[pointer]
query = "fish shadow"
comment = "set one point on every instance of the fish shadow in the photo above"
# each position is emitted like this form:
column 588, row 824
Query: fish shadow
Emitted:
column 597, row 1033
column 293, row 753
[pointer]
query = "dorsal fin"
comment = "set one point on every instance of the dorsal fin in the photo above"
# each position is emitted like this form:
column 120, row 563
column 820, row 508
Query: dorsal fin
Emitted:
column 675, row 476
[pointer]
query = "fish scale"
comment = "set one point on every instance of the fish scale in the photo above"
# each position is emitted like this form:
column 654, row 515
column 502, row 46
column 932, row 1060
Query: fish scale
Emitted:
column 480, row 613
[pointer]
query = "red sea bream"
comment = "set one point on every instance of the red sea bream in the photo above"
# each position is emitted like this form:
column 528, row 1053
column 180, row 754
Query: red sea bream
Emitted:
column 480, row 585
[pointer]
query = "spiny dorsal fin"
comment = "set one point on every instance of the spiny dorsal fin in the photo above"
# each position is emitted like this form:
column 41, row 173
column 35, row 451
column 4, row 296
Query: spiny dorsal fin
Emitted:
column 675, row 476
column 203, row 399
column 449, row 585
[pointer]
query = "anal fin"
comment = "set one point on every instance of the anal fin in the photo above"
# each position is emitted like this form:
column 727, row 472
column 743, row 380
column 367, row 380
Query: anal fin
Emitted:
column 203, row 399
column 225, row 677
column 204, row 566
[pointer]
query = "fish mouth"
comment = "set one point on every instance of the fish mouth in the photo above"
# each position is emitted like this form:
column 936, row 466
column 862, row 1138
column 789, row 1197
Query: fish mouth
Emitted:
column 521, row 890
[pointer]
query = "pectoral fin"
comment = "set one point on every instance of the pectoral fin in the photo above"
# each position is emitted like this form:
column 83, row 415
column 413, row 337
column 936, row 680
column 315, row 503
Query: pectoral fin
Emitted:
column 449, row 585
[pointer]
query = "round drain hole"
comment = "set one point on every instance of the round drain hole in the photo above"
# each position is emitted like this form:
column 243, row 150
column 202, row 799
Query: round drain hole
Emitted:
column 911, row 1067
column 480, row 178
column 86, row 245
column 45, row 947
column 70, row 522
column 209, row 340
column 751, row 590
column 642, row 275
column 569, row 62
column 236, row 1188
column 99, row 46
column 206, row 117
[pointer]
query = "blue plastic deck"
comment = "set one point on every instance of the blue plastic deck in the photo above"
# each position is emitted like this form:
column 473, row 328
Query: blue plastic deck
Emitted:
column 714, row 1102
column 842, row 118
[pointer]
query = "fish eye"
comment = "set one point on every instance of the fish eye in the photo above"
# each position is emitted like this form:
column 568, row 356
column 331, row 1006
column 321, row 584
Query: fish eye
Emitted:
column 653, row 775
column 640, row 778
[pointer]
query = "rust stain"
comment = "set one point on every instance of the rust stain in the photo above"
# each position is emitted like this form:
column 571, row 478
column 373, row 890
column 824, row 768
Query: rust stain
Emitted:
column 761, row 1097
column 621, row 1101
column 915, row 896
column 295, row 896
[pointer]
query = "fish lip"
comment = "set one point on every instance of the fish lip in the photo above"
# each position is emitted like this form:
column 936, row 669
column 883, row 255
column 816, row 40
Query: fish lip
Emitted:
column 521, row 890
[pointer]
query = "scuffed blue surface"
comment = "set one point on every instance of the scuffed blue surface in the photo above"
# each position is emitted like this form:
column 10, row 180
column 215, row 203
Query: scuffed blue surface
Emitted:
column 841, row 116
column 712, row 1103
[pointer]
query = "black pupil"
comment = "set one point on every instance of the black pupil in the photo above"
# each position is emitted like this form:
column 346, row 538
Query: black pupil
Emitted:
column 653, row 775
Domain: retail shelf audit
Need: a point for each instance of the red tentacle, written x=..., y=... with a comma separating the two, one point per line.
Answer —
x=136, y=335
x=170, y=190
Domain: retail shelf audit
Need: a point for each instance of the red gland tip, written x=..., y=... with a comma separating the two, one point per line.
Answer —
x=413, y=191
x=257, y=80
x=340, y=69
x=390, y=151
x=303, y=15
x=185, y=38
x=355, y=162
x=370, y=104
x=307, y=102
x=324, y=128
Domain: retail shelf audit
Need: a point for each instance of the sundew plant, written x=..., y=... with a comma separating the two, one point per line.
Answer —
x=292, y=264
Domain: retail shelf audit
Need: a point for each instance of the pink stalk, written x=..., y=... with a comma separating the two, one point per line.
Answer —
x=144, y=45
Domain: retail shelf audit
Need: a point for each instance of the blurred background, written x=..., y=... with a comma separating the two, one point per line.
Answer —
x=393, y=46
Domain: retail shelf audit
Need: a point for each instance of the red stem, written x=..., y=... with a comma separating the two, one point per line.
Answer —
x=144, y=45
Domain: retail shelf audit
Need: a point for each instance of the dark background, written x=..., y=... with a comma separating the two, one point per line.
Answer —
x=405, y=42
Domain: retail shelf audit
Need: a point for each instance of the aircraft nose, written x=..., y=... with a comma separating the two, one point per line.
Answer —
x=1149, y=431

Exercise goal. I'd like the entries above reproduced in full, exactly as they stand.

Solution to the exercise.
[pointer]
query = "fish shadow"
comment = "set one point on every instance of the fish shadow in the photo above"
# each position is emitted like this form:
column 588, row 824
Query: fish shadow
Emitted:
column 597, row 1033
column 293, row 753
[pointer]
query = "dorsal fin"
comment = "set one point on every instance of the dorsal fin in the photo above"
# each position is emitted like this form:
column 120, row 563
column 820, row 508
Query: dorsal fin
Emitted:
column 675, row 476
[pointer]
query = "fish scale"
comment = "set one point on every instance of the fish scale in the photo above"
# each position is emitted like this form:
column 654, row 515
column 502, row 46
column 932, row 1060
Query: fish scale
Emitted:
column 480, row 613
[pointer]
query = "red sea bream"
comment = "set one point on every instance of the red sea bream in the photo above"
# each position is emitted like this form:
column 528, row 1053
column 180, row 754
Query: red sea bream
Emitted:
column 480, row 585
[pointer]
query = "spiny dorsal fin"
comment = "set one point on every instance of the spiny dorsal fin in the photo above"
# each position is emitted like this form:
column 41, row 173
column 35, row 451
column 4, row 296
Query: spiny dorsal fin
Emitted:
column 675, row 476
column 203, row 399
column 449, row 585
[pointer]
query = "anal fin"
comment = "set one point on every instance of the anal fin in the photo above"
# each position is emitted like this form:
column 727, row 472
column 743, row 380
column 367, row 380
Query: anal fin
Emitted:
column 203, row 399
column 225, row 677
column 204, row 566
[pointer]
query = "fish mouth"
comment = "set one point on every instance of the fish mouth in the photo above"
# each position is emitted like this form:
column 936, row 466
column 862, row 1138
column 789, row 1197
Query: fish mouth
Emitted:
column 521, row 890
[pointer]
query = "pectoral fin"
comment = "set one point on every instance of the pectoral fin in the photo above"
# each position is emitted like this form:
column 83, row 415
column 413, row 337
column 936, row 680
column 315, row 503
Query: pectoral fin
Emitted:
column 449, row 585
[pointer]
query = "round drain hole"
comment = "set one point on every instance of the round drain hole in the photo above"
# each position is emitted like this form:
column 243, row 150
column 202, row 799
Query: round drain hole
Emitted:
column 911, row 1067
column 480, row 178
column 86, row 245
column 45, row 947
column 70, row 522
column 209, row 340
column 751, row 590
column 642, row 275
column 569, row 62
column 236, row 1188
column 99, row 46
column 206, row 117
[pointer]
query = "blue plastic deck"
comment = "set one point on every instance of the blue plastic deck in the photo above"
# each position is emitted like this form:
column 473, row 328
Query: blue plastic deck
Emitted:
column 714, row 1102
column 842, row 118
[pointer]
query = "fish eye"
comment = "set one point on every instance of the fish eye in the photo above"
# each position is emitted like this form:
column 568, row 356
column 331, row 1006
column 321, row 584
Query: fish eye
Emitted:
column 653, row 775
column 640, row 778
[pointer]
query = "rust stain"
comment = "set one point on every instance of the rust stain in the photo above"
# each position is emitted like this form:
column 571, row 478
column 373, row 890
column 824, row 768
Query: rust stain
Emitted:
column 761, row 1097
column 621, row 1101
column 915, row 896
column 295, row 896
[pointer]
query = "fish lip"
comment = "set one point on every instance of the fish lip in the photo above"
# each position is emitted like this form:
column 936, row 669
column 883, row 255
column 816, row 40
Query: fish lip
Emitted:
column 521, row 890
[pointer]
query = "scuffed blue surface"
comment = "set one point on every instance of the scuffed blue surface in the photo above"
# each position is emitted like this form:
column 10, row 180
column 215, row 203
Query: scuffed blue surface
Emitted:
column 841, row 116
column 712, row 1103
[pointer]
query = "black pupil"
comment = "set one point on every instance of the black pupil in the photo above"
# each position is emitted like this form:
column 346, row 538
Query: black pupil
Emitted:
column 653, row 775
Domain: retail shelf audit
Need: a point for each instance of the red tentacle, written x=..., y=... with a comma separating the two, one point per line.
Answer —
x=136, y=335
x=170, y=190
Domain: retail shelf audit
Need: a point for each instance of the red gland tip, written x=..., y=... with a comma separating the two, one point per line.
Answer —
x=413, y=191
x=257, y=80
x=340, y=69
x=390, y=151
x=303, y=15
x=185, y=38
x=355, y=162
x=370, y=104
x=307, y=102
x=324, y=128
Domain: retail shelf audit
Need: a point for each instance of the sundew plant, written x=..., y=... with a comma separating the two, one point per line.
Answer —
x=292, y=264
Domain: retail shelf audit
Need: a point for each instance of the pink stalk, written x=..., y=... with a comma separating the two, one point per line.
Answer —
x=144, y=45
Domain: retail shelf audit
Need: a point for each instance of the blurred background, written x=..., y=... with a comma separating the two, one point per line.
Answer —
x=393, y=46
Domain: retail shelf audit
Need: a point for each instance of the red stem, written x=..., y=... with a comma separating the two, one point per line.
Answer —
x=144, y=45
Domain: retail shelf audit
Need: a point for each instance of the dark background, written x=..., y=... with a comma separating the two, one point per line.
Answer —
x=405, y=42
Domain: retail shelf audit
Need: a point for each instance of the aircraft nose, written x=..., y=... with a comma separating the two, one point per line.
Answer —
x=1149, y=431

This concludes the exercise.